One exact copy of the listing, minus the images, is the required answer.

[[ Supplied entries open ]]

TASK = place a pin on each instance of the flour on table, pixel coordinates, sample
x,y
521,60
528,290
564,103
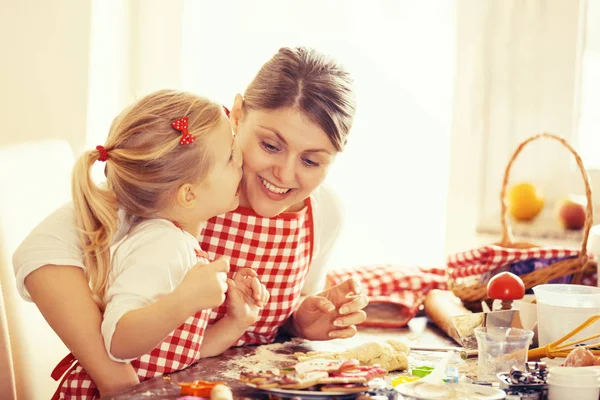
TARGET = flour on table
x,y
266,357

[[ Supplied entries closed ]]

■ **Answer section**
TASK = place a pin on each instance of the flour on table, pixel coordinates, sample
x,y
521,60
528,290
564,103
TARGET = flour on table
x,y
266,357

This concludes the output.